WHAT IS ASKED:
Retype all of the data below line for line, with no changes, and leave the pictures out of your answer.

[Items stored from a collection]
===============
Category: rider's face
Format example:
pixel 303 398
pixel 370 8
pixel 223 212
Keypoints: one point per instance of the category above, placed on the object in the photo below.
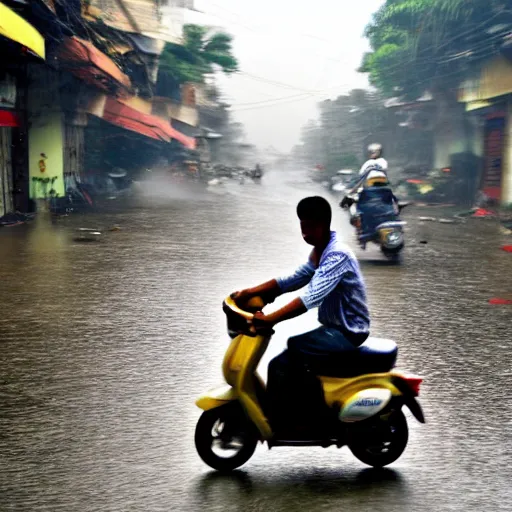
===============
EXERCISE OUTPUT:
Category: rider's face
Format example:
pixel 303 398
pixel 370 8
pixel 223 212
Keypoints: one point per instance of the category above, placed on the object in the photo below.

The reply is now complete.